*** Opening RECORDS TO PROCESS ***

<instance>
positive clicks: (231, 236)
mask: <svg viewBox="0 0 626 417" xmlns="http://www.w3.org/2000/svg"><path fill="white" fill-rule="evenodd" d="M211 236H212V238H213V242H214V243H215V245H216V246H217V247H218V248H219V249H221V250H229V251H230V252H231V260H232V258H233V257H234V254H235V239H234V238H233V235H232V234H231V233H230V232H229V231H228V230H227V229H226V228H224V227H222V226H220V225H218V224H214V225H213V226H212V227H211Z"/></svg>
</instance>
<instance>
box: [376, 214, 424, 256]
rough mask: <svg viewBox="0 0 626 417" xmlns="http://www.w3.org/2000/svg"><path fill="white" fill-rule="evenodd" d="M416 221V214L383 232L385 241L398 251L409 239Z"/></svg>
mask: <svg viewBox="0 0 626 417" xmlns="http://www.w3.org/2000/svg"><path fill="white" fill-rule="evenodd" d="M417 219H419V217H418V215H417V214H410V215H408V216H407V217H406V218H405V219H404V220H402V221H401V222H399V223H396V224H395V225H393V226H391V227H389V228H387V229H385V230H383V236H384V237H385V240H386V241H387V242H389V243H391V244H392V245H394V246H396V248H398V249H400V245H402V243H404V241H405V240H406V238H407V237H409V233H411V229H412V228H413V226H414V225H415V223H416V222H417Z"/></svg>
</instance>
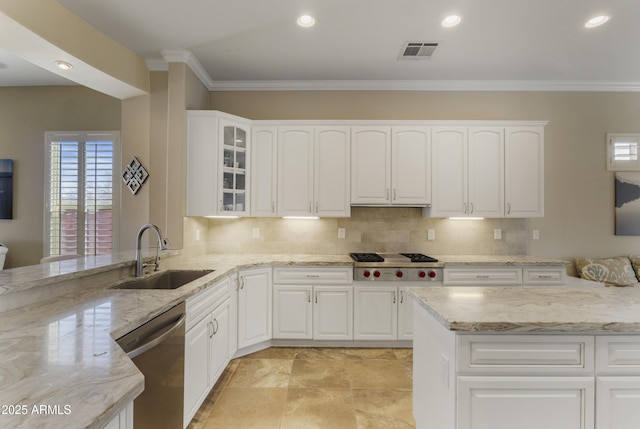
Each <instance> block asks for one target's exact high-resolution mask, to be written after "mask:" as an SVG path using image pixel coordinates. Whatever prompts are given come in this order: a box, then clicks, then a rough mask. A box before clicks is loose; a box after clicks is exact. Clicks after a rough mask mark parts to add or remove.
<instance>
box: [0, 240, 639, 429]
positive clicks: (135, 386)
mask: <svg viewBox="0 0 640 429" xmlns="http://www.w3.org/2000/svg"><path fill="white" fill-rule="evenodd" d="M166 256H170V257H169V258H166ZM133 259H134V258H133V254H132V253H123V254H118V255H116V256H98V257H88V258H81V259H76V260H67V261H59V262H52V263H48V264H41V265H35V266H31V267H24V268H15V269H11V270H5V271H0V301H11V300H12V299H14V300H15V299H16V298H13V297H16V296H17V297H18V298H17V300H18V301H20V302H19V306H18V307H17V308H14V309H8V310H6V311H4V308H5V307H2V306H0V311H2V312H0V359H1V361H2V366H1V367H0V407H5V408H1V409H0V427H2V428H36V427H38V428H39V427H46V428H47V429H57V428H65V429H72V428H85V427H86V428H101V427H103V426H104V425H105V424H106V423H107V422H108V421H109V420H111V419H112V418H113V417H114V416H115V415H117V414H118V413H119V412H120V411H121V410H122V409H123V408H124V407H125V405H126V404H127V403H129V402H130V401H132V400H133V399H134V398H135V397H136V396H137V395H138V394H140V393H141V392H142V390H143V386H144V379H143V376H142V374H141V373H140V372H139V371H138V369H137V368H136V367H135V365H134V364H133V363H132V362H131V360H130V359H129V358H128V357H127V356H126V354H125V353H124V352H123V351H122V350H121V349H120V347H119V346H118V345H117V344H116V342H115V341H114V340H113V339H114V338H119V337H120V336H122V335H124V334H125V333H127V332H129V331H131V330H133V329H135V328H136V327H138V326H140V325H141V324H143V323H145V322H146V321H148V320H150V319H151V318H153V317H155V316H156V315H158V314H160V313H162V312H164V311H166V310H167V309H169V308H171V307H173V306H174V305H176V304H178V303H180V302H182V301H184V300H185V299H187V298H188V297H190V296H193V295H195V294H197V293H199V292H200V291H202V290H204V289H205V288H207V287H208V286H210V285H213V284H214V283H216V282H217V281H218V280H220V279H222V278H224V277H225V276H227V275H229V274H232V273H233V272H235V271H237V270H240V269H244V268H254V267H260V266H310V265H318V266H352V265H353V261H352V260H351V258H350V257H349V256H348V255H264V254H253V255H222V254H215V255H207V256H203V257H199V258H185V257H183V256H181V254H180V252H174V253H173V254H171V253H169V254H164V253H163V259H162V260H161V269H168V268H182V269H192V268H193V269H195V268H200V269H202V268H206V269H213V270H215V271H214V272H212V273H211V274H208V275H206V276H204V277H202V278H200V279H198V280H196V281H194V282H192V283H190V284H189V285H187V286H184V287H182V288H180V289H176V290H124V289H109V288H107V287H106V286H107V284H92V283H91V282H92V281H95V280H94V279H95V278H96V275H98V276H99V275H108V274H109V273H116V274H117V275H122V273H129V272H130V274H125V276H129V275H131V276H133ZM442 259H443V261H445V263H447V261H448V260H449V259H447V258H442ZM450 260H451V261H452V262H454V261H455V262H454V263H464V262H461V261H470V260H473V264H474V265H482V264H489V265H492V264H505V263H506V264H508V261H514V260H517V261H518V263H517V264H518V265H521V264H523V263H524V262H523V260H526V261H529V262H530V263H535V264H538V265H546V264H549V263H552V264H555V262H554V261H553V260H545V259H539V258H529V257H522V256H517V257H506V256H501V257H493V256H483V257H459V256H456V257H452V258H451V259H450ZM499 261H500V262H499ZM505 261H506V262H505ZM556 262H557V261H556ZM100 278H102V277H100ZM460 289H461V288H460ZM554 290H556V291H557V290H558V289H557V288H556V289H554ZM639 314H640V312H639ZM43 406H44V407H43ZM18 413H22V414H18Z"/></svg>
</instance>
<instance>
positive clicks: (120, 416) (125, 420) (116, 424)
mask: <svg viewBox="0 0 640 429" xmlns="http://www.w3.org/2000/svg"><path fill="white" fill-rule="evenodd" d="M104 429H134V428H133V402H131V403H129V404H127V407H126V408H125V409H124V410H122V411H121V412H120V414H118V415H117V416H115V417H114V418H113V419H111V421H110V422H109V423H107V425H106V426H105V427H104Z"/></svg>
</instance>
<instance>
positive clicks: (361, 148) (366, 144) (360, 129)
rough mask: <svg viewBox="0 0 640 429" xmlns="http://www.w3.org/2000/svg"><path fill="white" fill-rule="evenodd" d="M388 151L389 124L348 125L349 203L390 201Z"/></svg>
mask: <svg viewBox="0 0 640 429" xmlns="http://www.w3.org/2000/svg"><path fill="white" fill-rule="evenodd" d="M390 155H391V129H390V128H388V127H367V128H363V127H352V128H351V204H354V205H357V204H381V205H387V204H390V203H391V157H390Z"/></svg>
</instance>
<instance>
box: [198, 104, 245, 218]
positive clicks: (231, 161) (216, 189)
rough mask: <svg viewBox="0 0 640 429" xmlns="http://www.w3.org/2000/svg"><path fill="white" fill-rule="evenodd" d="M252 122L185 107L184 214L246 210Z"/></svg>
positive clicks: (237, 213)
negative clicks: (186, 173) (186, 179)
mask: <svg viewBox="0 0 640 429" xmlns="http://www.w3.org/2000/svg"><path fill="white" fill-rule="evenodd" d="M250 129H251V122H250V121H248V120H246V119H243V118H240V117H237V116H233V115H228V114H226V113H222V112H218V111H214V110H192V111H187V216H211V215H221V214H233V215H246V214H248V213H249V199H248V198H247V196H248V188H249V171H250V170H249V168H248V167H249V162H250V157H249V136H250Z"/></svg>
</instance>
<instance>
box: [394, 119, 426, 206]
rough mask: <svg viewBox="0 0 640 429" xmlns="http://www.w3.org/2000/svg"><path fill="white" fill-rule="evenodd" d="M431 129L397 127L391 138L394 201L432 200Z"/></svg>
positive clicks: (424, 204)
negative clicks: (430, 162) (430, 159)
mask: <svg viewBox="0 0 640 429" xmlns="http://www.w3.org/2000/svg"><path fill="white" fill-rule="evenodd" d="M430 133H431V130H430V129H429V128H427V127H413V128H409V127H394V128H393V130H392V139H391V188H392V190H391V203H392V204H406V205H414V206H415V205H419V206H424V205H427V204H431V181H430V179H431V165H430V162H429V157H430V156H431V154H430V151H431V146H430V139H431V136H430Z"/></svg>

*** Closing RECORDS TO PROCESS ***
*** Opening RECORDS TO PROCESS ***

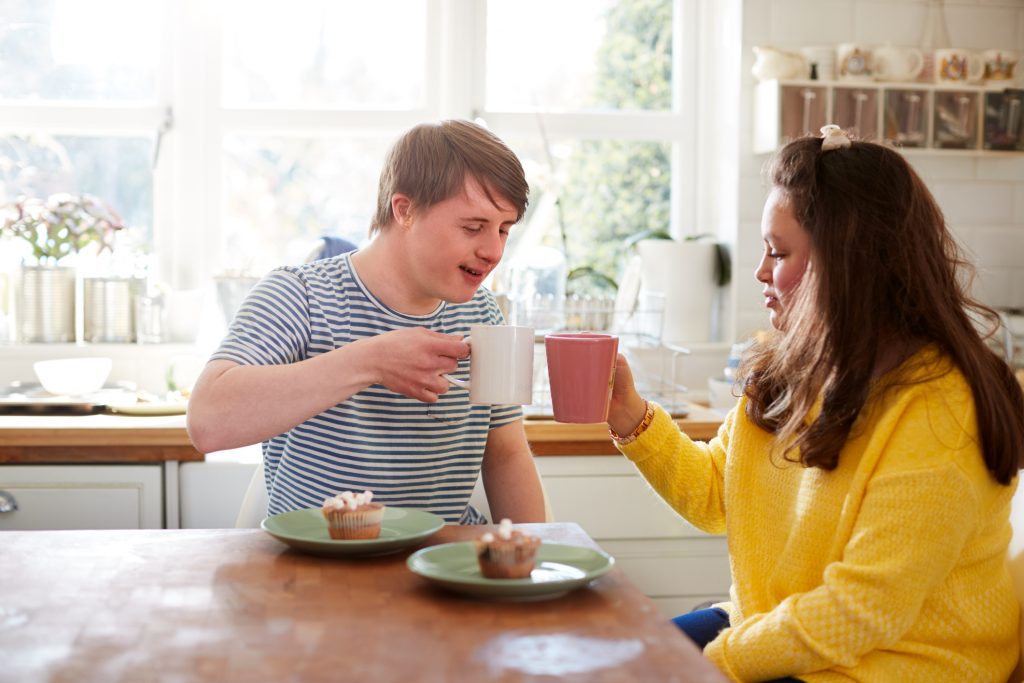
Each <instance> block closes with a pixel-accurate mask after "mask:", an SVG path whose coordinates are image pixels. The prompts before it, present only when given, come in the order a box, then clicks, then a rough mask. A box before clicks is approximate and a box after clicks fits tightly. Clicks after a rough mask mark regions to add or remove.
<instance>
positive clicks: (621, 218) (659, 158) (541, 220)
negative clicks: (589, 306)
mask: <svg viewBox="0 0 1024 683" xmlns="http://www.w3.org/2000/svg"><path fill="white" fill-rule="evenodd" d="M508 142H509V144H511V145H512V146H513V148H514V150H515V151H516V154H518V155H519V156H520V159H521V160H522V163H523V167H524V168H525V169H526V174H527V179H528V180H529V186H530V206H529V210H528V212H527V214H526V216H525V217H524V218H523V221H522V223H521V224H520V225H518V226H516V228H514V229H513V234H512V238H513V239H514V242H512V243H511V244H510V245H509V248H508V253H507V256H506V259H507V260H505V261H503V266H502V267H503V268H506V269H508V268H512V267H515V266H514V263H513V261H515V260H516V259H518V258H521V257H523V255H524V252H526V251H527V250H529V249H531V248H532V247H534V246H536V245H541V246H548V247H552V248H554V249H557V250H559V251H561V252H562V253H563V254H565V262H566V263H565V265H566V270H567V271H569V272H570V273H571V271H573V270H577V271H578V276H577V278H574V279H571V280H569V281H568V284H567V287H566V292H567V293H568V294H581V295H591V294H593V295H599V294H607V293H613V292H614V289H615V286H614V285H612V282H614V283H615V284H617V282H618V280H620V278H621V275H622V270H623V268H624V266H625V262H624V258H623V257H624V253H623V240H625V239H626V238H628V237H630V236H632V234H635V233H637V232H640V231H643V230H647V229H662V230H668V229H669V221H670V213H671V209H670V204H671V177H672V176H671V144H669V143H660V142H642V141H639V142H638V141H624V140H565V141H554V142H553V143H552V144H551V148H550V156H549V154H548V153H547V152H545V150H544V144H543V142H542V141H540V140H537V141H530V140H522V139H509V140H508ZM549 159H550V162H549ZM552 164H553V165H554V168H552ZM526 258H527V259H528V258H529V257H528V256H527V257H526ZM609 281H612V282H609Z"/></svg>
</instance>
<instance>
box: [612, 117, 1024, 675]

*** Closing RECORDS TO PROCESS ***
*** Opening RECORDS TO PROCESS ***

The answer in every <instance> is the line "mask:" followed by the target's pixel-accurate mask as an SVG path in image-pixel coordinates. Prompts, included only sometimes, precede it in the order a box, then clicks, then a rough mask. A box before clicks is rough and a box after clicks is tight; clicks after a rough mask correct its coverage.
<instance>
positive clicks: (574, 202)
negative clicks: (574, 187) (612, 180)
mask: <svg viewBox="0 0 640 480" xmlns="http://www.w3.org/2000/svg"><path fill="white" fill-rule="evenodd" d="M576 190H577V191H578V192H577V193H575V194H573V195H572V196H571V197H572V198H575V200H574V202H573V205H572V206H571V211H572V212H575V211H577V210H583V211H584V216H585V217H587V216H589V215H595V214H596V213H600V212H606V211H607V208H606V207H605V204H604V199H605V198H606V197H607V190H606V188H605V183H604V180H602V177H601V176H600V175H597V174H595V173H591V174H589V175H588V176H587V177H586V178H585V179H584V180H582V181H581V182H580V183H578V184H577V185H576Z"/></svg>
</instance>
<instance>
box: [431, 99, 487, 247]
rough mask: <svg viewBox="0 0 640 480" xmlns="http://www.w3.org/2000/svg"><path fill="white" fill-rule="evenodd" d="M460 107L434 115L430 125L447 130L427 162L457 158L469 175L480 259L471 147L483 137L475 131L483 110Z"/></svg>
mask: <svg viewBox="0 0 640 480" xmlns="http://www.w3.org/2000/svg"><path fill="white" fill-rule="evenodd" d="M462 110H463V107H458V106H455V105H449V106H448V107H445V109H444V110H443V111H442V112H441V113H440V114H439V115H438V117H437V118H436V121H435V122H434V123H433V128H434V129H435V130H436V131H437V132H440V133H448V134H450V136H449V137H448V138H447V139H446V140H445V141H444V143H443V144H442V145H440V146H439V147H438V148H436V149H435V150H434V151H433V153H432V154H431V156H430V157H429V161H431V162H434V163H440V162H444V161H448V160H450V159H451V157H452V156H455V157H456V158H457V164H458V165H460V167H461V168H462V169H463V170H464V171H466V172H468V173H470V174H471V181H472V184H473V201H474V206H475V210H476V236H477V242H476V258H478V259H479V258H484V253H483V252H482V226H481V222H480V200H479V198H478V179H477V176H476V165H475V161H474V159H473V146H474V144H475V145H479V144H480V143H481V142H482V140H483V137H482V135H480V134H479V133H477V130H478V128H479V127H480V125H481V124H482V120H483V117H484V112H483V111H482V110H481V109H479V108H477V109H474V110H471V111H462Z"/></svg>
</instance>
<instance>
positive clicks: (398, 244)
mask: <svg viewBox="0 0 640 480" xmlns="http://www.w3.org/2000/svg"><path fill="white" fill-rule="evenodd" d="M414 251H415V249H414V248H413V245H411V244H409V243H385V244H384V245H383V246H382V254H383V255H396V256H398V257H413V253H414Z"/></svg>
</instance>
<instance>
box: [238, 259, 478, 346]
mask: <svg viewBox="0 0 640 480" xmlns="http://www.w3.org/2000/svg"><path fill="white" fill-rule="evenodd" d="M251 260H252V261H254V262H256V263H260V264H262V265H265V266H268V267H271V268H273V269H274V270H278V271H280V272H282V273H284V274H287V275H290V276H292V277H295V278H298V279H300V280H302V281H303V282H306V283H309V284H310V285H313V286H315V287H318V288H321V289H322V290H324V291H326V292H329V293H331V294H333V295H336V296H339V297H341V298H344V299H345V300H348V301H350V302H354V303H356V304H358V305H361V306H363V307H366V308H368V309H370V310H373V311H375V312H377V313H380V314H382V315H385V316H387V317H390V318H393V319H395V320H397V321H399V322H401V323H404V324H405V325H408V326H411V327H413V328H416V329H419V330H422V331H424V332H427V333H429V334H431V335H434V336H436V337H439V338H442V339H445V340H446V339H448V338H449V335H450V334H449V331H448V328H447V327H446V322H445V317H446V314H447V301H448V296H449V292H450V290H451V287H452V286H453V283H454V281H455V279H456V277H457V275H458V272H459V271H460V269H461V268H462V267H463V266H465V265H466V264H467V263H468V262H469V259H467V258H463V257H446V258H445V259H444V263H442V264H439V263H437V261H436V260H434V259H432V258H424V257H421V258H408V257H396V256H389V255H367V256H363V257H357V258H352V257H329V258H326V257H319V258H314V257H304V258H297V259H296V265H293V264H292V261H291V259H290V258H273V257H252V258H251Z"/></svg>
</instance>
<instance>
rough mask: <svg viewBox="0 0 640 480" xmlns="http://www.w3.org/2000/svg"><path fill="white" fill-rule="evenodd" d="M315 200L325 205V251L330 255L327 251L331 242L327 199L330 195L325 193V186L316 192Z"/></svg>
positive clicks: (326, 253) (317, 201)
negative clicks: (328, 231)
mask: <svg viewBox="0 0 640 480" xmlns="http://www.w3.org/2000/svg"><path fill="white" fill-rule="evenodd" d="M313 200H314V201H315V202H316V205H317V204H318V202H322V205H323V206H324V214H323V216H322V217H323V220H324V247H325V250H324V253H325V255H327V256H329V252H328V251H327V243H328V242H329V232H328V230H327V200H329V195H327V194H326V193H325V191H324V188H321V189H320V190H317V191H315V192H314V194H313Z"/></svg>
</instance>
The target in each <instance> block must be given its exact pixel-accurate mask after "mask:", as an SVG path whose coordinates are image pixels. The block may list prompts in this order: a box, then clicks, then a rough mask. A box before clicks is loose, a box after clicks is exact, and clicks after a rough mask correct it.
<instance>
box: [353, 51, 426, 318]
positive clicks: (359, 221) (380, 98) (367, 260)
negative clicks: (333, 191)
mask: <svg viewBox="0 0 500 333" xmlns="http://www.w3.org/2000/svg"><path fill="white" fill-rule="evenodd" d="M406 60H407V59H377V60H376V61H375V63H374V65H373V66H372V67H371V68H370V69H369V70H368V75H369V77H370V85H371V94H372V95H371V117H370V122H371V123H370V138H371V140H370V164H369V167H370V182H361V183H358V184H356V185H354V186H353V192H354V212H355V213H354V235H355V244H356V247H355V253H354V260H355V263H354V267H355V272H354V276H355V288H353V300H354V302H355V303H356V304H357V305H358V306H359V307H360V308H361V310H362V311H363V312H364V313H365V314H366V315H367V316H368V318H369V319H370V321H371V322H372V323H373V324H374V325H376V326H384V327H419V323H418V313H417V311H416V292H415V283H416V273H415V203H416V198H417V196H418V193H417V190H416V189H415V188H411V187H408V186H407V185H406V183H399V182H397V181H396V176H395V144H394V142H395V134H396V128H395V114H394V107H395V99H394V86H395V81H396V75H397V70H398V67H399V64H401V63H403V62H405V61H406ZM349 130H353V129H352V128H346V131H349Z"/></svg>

*** Closing RECORDS TO PROCESS ***

TO DO: Determine the count of lines in the data above with the string "this" in them, and give that count alone.

TASK RESULT: 2